**Source material:**
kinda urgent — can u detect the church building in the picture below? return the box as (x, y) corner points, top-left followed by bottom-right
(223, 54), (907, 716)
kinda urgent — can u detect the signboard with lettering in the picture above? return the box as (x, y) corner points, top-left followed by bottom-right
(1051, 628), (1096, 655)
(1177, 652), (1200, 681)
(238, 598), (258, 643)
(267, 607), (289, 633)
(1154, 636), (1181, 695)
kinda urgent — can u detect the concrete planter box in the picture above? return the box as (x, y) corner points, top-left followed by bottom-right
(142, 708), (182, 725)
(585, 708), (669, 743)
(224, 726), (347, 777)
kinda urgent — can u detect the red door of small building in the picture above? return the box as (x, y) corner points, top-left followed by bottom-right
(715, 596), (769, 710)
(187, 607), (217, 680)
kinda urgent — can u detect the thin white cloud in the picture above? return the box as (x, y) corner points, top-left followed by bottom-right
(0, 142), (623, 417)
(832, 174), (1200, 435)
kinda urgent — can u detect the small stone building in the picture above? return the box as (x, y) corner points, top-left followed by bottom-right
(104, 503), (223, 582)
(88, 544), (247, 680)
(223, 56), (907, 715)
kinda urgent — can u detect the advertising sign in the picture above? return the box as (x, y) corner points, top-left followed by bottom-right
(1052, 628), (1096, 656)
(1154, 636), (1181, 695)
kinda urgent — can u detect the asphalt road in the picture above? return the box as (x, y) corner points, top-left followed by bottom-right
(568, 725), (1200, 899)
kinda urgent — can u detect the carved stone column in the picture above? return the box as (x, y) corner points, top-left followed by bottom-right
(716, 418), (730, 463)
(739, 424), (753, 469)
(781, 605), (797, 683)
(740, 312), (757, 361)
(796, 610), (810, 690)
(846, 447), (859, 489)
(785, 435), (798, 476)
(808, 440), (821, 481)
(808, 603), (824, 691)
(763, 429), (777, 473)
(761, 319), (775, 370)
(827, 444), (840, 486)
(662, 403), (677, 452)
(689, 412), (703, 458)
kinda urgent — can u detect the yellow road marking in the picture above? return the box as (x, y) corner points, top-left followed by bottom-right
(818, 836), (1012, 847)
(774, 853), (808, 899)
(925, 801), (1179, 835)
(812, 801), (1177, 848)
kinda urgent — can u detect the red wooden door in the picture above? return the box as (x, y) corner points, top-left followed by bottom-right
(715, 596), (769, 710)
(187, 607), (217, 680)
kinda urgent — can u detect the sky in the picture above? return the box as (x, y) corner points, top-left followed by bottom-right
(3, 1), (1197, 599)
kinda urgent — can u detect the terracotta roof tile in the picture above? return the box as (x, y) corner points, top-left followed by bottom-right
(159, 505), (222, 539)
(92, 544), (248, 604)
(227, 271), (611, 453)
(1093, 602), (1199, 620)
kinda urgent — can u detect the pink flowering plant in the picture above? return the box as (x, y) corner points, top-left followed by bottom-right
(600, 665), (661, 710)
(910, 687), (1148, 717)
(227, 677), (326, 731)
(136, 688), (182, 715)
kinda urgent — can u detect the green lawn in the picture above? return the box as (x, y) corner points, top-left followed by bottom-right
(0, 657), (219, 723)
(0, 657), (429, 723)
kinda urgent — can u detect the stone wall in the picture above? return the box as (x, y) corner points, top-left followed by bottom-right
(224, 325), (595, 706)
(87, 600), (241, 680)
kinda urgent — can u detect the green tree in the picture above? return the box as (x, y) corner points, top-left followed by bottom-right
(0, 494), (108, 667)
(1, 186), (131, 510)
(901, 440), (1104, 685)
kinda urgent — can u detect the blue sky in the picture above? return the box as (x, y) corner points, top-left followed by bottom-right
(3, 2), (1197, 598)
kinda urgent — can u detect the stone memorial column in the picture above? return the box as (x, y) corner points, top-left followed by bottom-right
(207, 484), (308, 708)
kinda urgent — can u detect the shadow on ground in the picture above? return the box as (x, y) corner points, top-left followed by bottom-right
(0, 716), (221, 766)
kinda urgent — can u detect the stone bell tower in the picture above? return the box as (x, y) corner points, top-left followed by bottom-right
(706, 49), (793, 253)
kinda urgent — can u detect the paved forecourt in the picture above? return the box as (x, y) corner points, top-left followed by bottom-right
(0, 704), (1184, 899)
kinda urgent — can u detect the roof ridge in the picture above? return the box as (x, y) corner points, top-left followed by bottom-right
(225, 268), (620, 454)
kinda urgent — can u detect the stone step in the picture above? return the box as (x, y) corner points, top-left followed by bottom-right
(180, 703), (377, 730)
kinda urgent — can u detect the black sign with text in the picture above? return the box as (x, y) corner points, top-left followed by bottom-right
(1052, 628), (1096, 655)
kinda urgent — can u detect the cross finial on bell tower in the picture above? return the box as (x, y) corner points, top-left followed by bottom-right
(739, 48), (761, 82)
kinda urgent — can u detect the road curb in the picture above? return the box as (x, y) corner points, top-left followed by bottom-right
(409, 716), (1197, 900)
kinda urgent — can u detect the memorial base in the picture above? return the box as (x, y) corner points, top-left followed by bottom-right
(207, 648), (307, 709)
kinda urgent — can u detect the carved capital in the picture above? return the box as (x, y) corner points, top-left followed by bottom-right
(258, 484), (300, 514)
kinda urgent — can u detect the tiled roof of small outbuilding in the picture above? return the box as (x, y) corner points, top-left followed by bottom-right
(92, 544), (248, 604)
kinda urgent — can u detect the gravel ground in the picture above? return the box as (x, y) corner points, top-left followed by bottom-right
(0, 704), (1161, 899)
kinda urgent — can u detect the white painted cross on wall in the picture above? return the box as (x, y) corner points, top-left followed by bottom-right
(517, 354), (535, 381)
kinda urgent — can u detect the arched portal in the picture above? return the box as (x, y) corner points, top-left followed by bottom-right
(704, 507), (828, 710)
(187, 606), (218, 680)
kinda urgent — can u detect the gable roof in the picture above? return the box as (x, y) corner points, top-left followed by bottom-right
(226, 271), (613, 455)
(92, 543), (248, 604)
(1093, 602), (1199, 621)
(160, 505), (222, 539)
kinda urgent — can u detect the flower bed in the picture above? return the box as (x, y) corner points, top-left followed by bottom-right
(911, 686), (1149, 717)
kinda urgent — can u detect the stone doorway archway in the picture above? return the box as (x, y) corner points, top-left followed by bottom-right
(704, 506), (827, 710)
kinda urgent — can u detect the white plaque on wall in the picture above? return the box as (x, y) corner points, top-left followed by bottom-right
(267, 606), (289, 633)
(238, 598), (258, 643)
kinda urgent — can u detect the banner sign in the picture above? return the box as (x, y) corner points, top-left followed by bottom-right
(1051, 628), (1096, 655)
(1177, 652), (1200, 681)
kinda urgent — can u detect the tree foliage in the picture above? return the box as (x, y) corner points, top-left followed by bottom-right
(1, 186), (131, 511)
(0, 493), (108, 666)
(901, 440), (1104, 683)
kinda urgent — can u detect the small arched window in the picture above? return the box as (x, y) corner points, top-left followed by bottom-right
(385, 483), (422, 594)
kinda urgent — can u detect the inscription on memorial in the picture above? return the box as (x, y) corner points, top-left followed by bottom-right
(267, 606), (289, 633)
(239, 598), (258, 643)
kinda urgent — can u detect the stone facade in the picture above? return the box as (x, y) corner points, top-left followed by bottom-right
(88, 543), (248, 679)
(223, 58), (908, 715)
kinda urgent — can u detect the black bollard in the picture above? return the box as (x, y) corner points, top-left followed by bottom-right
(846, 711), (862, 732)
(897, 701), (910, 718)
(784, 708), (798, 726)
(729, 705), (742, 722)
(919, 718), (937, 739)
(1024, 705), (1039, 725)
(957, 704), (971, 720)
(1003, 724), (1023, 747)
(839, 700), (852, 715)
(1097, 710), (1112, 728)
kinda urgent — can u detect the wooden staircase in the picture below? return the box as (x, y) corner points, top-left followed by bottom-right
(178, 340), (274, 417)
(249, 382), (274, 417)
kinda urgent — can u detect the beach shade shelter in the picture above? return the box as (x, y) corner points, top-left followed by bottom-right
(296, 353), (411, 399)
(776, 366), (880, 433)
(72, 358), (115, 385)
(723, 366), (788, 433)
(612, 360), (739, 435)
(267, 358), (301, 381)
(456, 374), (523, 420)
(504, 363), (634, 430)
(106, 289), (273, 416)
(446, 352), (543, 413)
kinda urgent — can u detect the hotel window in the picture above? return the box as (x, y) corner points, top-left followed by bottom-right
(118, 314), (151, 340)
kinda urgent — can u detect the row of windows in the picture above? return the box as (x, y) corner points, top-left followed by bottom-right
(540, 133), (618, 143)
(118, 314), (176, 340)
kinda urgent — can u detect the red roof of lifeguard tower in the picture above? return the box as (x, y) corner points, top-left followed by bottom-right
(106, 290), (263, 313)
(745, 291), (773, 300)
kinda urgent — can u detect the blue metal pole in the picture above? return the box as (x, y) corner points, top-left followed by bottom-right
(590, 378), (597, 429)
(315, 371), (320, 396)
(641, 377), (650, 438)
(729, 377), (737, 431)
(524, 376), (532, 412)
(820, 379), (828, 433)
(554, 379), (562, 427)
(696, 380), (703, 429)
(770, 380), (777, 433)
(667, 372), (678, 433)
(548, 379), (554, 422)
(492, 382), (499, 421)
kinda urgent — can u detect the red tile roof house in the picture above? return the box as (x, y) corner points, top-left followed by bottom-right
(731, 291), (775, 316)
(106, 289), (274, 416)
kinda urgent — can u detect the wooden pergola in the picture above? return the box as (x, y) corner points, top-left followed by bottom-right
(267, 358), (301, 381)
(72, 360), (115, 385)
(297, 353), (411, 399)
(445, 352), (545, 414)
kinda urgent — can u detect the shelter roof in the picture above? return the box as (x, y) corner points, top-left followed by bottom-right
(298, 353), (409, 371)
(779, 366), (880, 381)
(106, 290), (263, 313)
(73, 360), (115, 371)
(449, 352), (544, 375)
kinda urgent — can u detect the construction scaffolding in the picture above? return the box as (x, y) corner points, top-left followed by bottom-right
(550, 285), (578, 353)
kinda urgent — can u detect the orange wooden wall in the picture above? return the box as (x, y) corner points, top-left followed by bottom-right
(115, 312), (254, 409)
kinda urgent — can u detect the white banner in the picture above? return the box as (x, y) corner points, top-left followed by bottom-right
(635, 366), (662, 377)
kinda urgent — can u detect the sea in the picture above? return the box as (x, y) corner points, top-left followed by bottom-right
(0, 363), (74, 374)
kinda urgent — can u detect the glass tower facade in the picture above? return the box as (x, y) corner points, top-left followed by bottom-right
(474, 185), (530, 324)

**Work task:**
The line containing "kinda urgent — can u detect the shelter" and all lines after it, to the end of the records, are to be output exactly and alone.

**Task answer:**
kinda urgent — can u detect the shelter roof in the picture above? return the box as (x, y) corner points, top-left followed by bottom-right
(298, 353), (409, 371)
(779, 366), (880, 381)
(106, 290), (263, 313)
(73, 360), (115, 371)
(449, 352), (544, 375)
kinda urgent — can u detect the construction scaffolding in the picture above? return the box as (x, y) corner points, top-left followed by bottom-right
(550, 285), (578, 353)
kinda urgent — can u detect the orange wooden wall in the picture above? return the box as (x, y) corner points, top-left followed by bottom-right
(115, 312), (254, 409)
kinda urgent — can u detect the white banner in the picture above? return the box as (x, y) corner points, top-left followed by bottom-right
(635, 366), (662, 377)
kinda urgent — can u detect the sea in the picture above? return the box as (x, y) corner points, top-left followed by bottom-right
(0, 363), (74, 374)
kinda urgent — can u detect the glass tower facade in the picture above? return the box as (x, y) corner points, top-left followed by bottom-right
(474, 185), (530, 324)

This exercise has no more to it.